**Exercise brief:**
Revise the September garden jobs text by writing out the stretch from "- Keep up with" through "on composting here." again, with "compost bin" changed to "compost tumbler".

Enjoy the last days of summer in your garden with these simple jobs
September is a great month in the garden, as we get to enjoy the subtle signs that autumn is on its way. At the same time, many flowers continue to flourish and home-grown fruits and veggies are still in plentiful supply. It’s not yet time to bid goodbye to blooms for the winter, but there are some jobs to complete this month that will stand you in good stead for the hard months ahead, and ensure you’re in a great starting position by the time next spring finally rolls around.
- Keep up with watering all of your plants unless there is particularly heavy rain. The ground retains summer’s warmth for a surprisingly long time, and combined with plenty of watering September can be a really good month for growth in the garden – so don’t skip this!
- Start composting – September is a great month to start creating your own garden compost. As the month goes on there will be plenty of fallen leaves and you’ll likely be creating a lot of off-cuts that are perfect for the compost pile. Invest in a compost bin or create your own pile, and start preparing your own ‘black gold’ to give your plants a shot of nutrients! Read my blog on composting here.

Saved data entries:
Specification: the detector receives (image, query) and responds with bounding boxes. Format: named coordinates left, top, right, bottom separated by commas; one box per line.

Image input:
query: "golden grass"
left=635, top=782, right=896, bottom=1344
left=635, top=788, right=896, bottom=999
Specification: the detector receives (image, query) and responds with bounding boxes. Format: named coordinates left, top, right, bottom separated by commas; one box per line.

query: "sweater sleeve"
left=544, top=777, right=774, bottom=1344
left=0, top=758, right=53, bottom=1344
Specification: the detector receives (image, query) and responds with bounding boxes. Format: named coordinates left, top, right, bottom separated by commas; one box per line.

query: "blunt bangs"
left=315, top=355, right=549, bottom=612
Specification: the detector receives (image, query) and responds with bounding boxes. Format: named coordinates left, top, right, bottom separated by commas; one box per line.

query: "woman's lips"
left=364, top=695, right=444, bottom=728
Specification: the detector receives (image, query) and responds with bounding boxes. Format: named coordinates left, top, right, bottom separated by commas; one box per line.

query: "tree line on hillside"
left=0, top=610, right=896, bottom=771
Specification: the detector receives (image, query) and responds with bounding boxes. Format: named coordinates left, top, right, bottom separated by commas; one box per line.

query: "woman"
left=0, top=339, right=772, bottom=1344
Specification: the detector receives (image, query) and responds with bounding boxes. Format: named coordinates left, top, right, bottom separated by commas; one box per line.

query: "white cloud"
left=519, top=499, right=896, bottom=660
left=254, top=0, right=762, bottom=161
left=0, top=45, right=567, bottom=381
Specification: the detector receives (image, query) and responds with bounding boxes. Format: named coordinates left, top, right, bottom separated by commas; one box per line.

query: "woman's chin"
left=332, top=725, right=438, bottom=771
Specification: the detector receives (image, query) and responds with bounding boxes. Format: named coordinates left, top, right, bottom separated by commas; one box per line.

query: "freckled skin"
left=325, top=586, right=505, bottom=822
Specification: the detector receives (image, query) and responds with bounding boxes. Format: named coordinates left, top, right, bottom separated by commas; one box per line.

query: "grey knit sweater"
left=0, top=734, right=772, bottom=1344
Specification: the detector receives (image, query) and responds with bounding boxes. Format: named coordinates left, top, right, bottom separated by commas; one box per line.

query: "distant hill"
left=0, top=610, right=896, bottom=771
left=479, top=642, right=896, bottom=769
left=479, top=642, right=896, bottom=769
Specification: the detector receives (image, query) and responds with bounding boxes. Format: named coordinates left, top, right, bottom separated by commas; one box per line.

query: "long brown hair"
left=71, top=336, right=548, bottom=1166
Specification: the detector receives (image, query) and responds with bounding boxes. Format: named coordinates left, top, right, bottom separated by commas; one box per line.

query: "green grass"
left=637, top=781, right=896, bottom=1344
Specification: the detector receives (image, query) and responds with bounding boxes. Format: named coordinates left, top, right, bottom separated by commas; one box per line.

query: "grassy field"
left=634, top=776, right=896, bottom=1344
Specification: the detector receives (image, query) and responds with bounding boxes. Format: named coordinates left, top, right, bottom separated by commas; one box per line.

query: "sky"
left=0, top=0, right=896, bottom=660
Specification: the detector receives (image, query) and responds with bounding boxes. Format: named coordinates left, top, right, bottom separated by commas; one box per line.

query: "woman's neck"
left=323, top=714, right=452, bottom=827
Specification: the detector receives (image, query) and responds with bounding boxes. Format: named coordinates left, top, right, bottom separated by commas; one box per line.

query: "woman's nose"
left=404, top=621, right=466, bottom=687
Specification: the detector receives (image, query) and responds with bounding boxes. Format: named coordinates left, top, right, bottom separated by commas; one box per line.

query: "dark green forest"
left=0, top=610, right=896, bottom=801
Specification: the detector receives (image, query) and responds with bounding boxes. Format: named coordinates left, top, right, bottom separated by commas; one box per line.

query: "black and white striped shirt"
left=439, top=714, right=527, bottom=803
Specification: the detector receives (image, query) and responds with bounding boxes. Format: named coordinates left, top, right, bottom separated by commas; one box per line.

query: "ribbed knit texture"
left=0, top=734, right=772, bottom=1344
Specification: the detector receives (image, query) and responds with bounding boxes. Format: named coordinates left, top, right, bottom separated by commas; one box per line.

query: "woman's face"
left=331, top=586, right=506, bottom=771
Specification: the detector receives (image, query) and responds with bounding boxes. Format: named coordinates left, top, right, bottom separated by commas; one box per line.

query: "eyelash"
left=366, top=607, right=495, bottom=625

**Output for this exercise:**
- Keep up with watering all of your plants unless there is particularly heavy rain. The ground retains summer’s warmth for a surprisingly long time, and combined with plenty of watering September can be a really good month for growth in the garden – so don’t skip this!
- Start composting – September is a great month to start creating your own garden compost. As the month goes on there will be plenty of fallen leaves and you’ll likely be creating a lot of off-cuts that are perfect for the compost pile. Invest in a compost tumbler or create your own pile, and start preparing your own ‘black gold’ to give your plants a shot of nutrients! Read my blog on composting here.